Task details:
Return each entry exactly, with none missing.

A block of data:

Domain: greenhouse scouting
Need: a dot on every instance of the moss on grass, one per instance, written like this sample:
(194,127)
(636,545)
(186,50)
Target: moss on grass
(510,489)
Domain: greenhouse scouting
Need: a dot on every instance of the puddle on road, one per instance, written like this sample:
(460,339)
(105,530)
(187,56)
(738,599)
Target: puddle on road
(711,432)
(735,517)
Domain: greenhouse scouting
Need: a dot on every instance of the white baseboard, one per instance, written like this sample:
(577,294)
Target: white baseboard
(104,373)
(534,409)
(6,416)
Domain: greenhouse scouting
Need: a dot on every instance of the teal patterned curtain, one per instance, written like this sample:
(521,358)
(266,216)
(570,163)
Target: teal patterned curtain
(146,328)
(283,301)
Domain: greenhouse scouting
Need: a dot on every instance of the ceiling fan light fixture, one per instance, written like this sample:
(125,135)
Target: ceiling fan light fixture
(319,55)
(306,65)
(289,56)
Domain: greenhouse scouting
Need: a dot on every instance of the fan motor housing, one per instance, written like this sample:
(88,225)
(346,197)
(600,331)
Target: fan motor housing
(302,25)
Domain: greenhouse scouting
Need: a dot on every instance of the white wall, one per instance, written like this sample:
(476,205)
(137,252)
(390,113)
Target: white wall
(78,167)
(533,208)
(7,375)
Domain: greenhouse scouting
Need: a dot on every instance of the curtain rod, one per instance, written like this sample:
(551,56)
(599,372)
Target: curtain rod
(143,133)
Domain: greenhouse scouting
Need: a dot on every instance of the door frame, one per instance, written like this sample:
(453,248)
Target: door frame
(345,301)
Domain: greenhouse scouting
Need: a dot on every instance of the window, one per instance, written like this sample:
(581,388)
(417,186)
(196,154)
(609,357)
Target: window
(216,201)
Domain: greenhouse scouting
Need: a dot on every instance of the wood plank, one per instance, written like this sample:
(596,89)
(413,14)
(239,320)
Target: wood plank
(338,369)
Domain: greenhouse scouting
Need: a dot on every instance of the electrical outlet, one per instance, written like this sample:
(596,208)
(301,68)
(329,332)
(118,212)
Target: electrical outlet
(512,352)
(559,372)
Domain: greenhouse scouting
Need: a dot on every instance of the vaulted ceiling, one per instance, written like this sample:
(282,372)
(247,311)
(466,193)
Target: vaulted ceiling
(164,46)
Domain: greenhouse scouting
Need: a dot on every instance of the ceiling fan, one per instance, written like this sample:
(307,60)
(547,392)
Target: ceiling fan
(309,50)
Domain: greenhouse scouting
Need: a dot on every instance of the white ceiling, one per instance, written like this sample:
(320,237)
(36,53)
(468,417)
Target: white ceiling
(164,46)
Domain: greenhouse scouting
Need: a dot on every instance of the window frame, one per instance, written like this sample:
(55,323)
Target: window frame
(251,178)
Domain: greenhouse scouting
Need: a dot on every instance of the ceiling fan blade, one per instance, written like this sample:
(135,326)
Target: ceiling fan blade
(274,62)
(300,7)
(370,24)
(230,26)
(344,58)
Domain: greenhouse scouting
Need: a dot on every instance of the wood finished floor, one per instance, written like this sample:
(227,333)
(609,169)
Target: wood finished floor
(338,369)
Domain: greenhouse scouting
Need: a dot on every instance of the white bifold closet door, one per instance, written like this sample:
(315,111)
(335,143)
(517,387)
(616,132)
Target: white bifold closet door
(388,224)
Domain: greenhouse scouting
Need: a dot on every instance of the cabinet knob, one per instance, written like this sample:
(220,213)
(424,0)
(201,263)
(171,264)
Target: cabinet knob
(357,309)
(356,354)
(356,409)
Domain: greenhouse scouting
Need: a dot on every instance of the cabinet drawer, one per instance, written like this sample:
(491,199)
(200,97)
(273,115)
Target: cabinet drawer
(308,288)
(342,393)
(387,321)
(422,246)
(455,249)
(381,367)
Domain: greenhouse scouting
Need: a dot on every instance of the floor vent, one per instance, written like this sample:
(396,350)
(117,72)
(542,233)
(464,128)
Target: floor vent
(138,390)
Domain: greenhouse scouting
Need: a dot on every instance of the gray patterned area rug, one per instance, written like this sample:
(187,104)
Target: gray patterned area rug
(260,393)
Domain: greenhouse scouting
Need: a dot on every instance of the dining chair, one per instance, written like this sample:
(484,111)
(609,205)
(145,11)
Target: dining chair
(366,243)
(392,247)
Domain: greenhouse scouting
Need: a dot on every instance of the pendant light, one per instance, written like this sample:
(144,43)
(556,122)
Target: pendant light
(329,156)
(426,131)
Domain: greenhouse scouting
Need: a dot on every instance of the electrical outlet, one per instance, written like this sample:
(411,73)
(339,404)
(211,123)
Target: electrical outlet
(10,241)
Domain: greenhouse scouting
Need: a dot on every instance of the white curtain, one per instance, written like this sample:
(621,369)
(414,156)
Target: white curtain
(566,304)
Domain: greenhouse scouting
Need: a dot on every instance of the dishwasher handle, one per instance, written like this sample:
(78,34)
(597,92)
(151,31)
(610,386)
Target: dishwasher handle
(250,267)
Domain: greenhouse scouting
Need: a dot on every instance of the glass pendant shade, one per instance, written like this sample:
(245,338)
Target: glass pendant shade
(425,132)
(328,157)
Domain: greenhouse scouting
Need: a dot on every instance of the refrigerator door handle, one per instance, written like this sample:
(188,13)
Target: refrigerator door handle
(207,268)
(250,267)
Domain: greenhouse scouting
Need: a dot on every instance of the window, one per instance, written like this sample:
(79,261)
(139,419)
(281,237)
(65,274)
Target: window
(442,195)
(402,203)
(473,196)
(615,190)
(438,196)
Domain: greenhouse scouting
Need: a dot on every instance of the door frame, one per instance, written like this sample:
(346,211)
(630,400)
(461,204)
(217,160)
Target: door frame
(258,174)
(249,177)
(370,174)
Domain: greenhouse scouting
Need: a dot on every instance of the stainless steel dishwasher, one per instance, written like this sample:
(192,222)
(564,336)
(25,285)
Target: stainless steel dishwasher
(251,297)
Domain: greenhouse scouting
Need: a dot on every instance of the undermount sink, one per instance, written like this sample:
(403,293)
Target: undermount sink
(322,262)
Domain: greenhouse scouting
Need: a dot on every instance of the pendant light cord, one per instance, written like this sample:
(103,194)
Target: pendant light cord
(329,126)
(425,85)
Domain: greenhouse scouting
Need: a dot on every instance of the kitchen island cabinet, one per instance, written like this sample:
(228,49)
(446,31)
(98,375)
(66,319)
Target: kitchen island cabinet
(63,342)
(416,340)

Answer to the exercise:
Domain: greenhouse scouting
Need: a dot on every instance of the moss on grass, one per instance, written like this sample:
(194,127)
(636,545)
(186,50)
Target: moss on grass
(510,489)
Domain: greenhouse scouting
Need: a dot on every instance of the puddle on road, one per instance, written like this sample:
(460,339)
(105,530)
(187,56)
(738,599)
Target: puddle on road
(711,432)
(735,517)
Domain: greenhouse scouting
Need: a dot on every instance of the white baseboard, one per instance, written like this sample:
(577,294)
Target: white baseboard
(104,373)
(534,409)
(6,416)
Domain: greenhouse scouting
Need: a dot on every instance of the teal patterned curtain, one per instance, written like this sample:
(521,358)
(266,216)
(570,163)
Target: teal patterned curtain
(146,328)
(283,301)
Domain: greenhouse scouting
Need: a dot on every instance of the ceiling fan light fixture, one per instance, written like this sample:
(125,135)
Target: ceiling fan light fixture
(319,55)
(306,65)
(289,56)
Domain: greenhouse scouting
Need: a dot on every instance of the fan motor housing, one per instance, written like this sample:
(88,225)
(346,197)
(600,331)
Target: fan motor housing
(302,25)
Domain: greenhouse scouting
Need: a dot on every instance of the white wall, one per instance, written like this sample:
(476,205)
(137,252)
(390,113)
Target: white wall
(78,167)
(533,208)
(7,375)
Domain: greenhouse scouting
Need: a dot on every instance of the curtain rod, one per instance, written like this sample:
(551,56)
(599,372)
Target: curtain rod
(143,133)
Domain: greenhouse scouting
Need: a dot on every instance of the door frame, one per instance, written like this sample:
(453,248)
Target: door frame
(345,301)
Domain: greenhouse scouting
Need: a dot on every instance of the window, one per instance, written like this sample:
(581,388)
(417,186)
(196,154)
(609,357)
Target: window
(216,201)
Domain: greenhouse scouting
Need: a dot on every instance of the wood plank, one per instance, written like this sample:
(596,89)
(413,14)
(239,320)
Target: wood plank
(338,369)
Domain: greenhouse scouting
Need: a dot on every instance of the electrical outlet, one per instance, written like this sample:
(596,208)
(301,68)
(329,332)
(118,212)
Target: electrical outlet
(512,352)
(559,372)
Domain: greenhouse scouting
Need: a dot on every instance of the vaulted ceiling, one per instance, written like this sample:
(282,372)
(247,311)
(466,193)
Target: vaulted ceiling
(164,46)
Domain: greenhouse scouting
Need: a dot on every instance of the ceiling fan, one per instance, written like this sample:
(307,60)
(547,392)
Target: ceiling fan
(309,50)
Domain: greenhouse scouting
Need: a dot on every instance of the white ceiling, one per instance, written like this sample:
(320,237)
(36,53)
(468,417)
Target: white ceiling
(164,46)
Domain: greenhouse scouting
Need: a dot on every instance of the window frame, one per instance, written like this sample:
(55,323)
Target: window frame
(251,178)
Domain: greenhouse scouting
Need: a dot on every instance of the ceiling fan blade, one per instance, written like this sample:
(135,326)
Target: ceiling fan blade
(274,62)
(300,7)
(370,24)
(230,26)
(344,58)
Domain: greenhouse scouting
Need: a dot on every instance of the wood finished floor, one per instance, written like this sample:
(227,333)
(609,169)
Target: wood finished floor
(338,369)
Domain: greenhouse scouting
Need: a dot on every instance of the white bifold closet door, one per instance, written like this sample:
(315,111)
(335,143)
(517,387)
(616,132)
Target: white bifold closet door
(388,224)
Domain: greenhouse scouting
Need: a dot on every instance of the cabinet knob, one per instance, written like this sample:
(220,213)
(424,0)
(201,263)
(171,264)
Target: cabinet knob
(357,309)
(356,354)
(356,409)
Domain: greenhouse scouting
Need: a dot on every instance of the cabinet drawer, one per instance, written like this sample:
(491,199)
(200,97)
(273,115)
Target: cabinet drawer
(308,288)
(342,393)
(387,321)
(422,246)
(455,249)
(381,367)
Domain: greenhouse scouting
Need: a dot on every instance of the floor vent, one per instance, written like this sample:
(396,350)
(117,72)
(542,233)
(464,128)
Target: floor vent
(138,390)
Domain: greenhouse scouting
Need: a dot on every instance of the gray patterned area rug, one per instance, written like this sample:
(187,104)
Target: gray patterned area rug
(260,393)
Domain: greenhouse scouting
Need: a dot on every instance of the dining chair, one per instance, written like this sample:
(484,111)
(609,205)
(145,11)
Target: dining chair
(366,243)
(392,247)
Domain: greenhouse scouting
Need: a dot on every instance of the pendant light, one per instance, written like this sample:
(144,43)
(556,122)
Target: pendant light
(329,156)
(426,131)
Domain: greenhouse scouting
Need: a dot on every instance of the electrical outlet, one per instance, written like this sample:
(411,73)
(339,404)
(211,123)
Target: electrical outlet
(10,241)
Domain: greenhouse scouting
Need: a dot on every instance of the white curtain, one per instance, written like this sample:
(621,369)
(414,156)
Target: white curtain
(566,304)
Domain: greenhouse scouting
Need: a dot on every instance of the dishwasher handle, one per instance, written like this sample:
(78,34)
(597,92)
(151,31)
(610,386)
Target: dishwasher handle
(250,267)
Domain: greenhouse scouting
Need: a dot on every instance of the glass pendant shade, one per instance, written like this sample:
(245,338)
Target: glass pendant shade
(425,132)
(328,157)
Domain: greenhouse scouting
Need: a dot on every instance of the refrigerator door handle, one per instance, written like this sample:
(188,13)
Target: refrigerator door handle
(207,268)
(250,267)
Domain: greenhouse scouting
Need: a dot on every instance of the window, one per instance, written like this sample:
(79,261)
(139,419)
(281,237)
(65,274)
Target: window
(442,195)
(402,203)
(473,196)
(615,190)
(438,196)
Domain: greenhouse scouting
Need: a dot on every instance of the door frame, one per instance, written like this sample:
(346,211)
(630,400)
(461,204)
(217,160)
Target: door frame
(258,174)
(249,177)
(370,174)
Domain: greenhouse scouting
Need: a dot on every instance of the stainless steel dishwasher, one per instance, written like this sample:
(192,222)
(564,336)
(25,285)
Target: stainless steel dishwasher
(251,297)
Domain: greenhouse scouting
Need: a dot on every instance of the undermount sink, one per instance, written like this sample:
(403,293)
Target: undermount sink
(322,262)
Domain: greenhouse scouting
Need: a dot on every instance of the pendant light cord, one per instance, written like this sample:
(103,194)
Target: pendant light cord
(329,126)
(425,85)
Domain: greenhouse scouting
Need: a dot on every instance of the kitchen island cabinet, one per instance, written like this sample:
(228,49)
(446,31)
(98,375)
(66,319)
Target: kitchen island cabinet
(63,342)
(416,340)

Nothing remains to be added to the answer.